Although President Biden and his administration have restored normalcy to governance, supporters of the former president are now advancing strategies to destabilize future elections and shamelessly demolish 200-plus years of election integrity and the rule of law. As a result, we had no time to process the trauma of the Trump years, while our psyches continue to be as battered as were the bodies of the Capitol and Washington D.C. Metropolitan police on January 6, 2021. 
It is exhausting, but we cannot look away. Democracy at its best is a work in progress; it needs our support now as much as we need support from one another. Just as we would not ignore a friend or family member in need of bolstering, neither can we neglect the system that enables us to live as free-thinking citizens of an imperfect but aspirational union. Yet we must also protect our mental health while answering what our times demand. 
Remember to honor yourself with self care. It is healing to spend time in nature (“nature bathing”!), with loved ones, in meditation, and with our tribes–those who agree with our political views and share our anxieties about the future. 
However, as those suffering from eco-anxiety have learned, taking action is also therapeutic. it provides us a rowboat of agency in what can feel like a flood of helplessness. Joanna Macy writes in Active Hope: How to Face the Mess We’re In without Going Crazy that we would do well to “broaden our definition of activism.” When it comes to politics, just establishing connection with those on the other side of the divide is activism: it can begin a healing process. Conversing amicably and compassionately with those who think differently can accomplish more than it might appear on the surface.

→ Required work:
• A. Answer these questions about the democracy and self-care passage, one answer per line, marked the same way:
(i) Who suffered physical harm on January 6, 2021?
(ii) What does taking action provide us?
(iii) What book by Joanna Macy is named?
• B. Rewrite the democracy and self-care passage from "It is exhausting, but" up to and including "about the future.", changing "exhausting" to "draining".
• C. Continue the democracy and self-care passage from the point where it stops.
The lines that follow come from a separate source.

[Recorded data]

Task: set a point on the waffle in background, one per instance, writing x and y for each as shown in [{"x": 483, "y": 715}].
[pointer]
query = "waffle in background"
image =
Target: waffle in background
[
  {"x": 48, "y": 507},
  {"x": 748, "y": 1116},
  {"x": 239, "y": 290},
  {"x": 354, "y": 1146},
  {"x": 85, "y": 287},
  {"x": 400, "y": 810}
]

→ Responses by item number:
• A.
(i) The Capitol and Washington D.C. Metropolitan police.
(ii) A rowboat of agency in what can feel like a flood of helplessness.
(iii) Active Hope: How to Face the Mess We're In without Going Crazy.

• B.
It is draining, but we cannot look away. Democracy at its best is a work in progress; it needs our support now as much as we need support from one another. Just as we would not ignore a friend or family member in need of bolstering, neither can we neglect the system that enables us to live as free-thinking citizens of an imperfect but aspirational union. Yet we must also protect our mental health while answering what our times demand. 
Remember to honor yourself with self care. It is healing to spend time in nature (“nature bathing”!), with loved ones, in meditation, and with our tribes–those who agree with our political views and share our anxieties about the future.

• C.
Communities defy the divide: Better Angels, Braver Angels
We are not enemies, but friends … Though passion may have strained it must not break our bonds of affection. The mystic chords of memory, stretching from every battlefield and patriot grave to every living heart and hearthstone all over this broad land, will yet swell the chorus of the Union, when again touched, as surely they will be, by the better angels of our nature. – President Abraham Lincoln, in his First Inaugural Address 
For meaningful, productive dialogue about issues, try participating in a group that provides scaffolding. Trained facilitators keep the experience not only safe but also enriching. I joined a group called Braver Angels–originally called “Better Angels”–to work toward common ground with those holding opposing political views. I chronicled my initiation experience for the Baltimore Sun this summer.
A few of Better Angels’s statements that help in their mission include: 
  • We state our views freely and fully, without fear.
  • We welcome opportunities to engage with those with whom we disagree.
  • We treat people who disagree with us with honesty and respect.
  • We seek to disagree accurately, avoiding exaggeration and stereotypes.
  • We look for common ground where it exists, and if possible, find ways to work together.
  • We believe that all of us have blind spots and none of us is not worth talking to.
  • We believe that, in disagreements, both sides share and learn. In Braver Angels, neither side is teaching the other or giving feedback on how to think or say things differently.
On the individual, quotidian level, in our neighborhoods and in our extended families, one of the best approaches is a proven practice in business management: ask good questions. Rather than avoiding tough issues, inquire authentically about the other’s point of view and reasoning for arriving at it. Pass no judgment, but ask, as a true reporter would, “What? How? Why?” Then listen actively. It’s a natural human desire to be seen and heard. Whereas a positive outcome is not guaranteed, you will have achieved something extraordinary. As author of Social Change 2.0: A Blueprint for Reinventing Our World David Gershon states, “Whenever we bring the desire for the world’s healing out into the open … we help others do this, too. The power of example is contagious.”
We need our communities, and they need us. In addition, resilient communities are key to living in times of climate emergencies, so building them is proactive on multiple fronts. Indeed, bravely and compassionately establishing “bonds of affection” is a true act of patriotism about which you can feel pride–a gratifying emotion and one that is a valuable commodity in these hypercritical times.
The below is a passage from the conclusion of my book Aftermath, and despite a year of ongoing propaganda in the right-wing media and political warfare by Republican malefactors, I stand by these words: 
[T]he country has a lot of work to do going forward. Not just in saving democracy, but also in saving our children, our planet, and ourselves, for it is impossible to flourish in the state of anxiety and distrust that has prevailed over the last four years, and which was simmering earlier than that.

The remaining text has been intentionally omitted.